**ACTIVITY:** Below is the data. Give it again, complete and exact.
___
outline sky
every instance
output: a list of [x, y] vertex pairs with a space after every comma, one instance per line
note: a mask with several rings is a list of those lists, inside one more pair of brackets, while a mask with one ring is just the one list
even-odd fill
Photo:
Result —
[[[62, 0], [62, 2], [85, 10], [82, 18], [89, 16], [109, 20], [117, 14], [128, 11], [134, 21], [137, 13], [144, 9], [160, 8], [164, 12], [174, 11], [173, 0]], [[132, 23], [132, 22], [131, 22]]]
___
**EXERCISE OUTPUT:**
outline sky
every instance
output: a list of [x, y] vertex pairs with a space after every comma, one instance per line
note: a mask with several rings is a list of those lists, inside one more pair of brackets, while a mask with one ring is just the one list
even-odd fill
Photo:
Result —
[[[62, 0], [62, 2], [85, 10], [82, 18], [89, 16], [109, 20], [117, 14], [128, 11], [134, 21], [137, 13], [144, 9], [160, 8], [164, 12], [174, 11], [173, 0]], [[132, 23], [132, 22], [131, 22]]]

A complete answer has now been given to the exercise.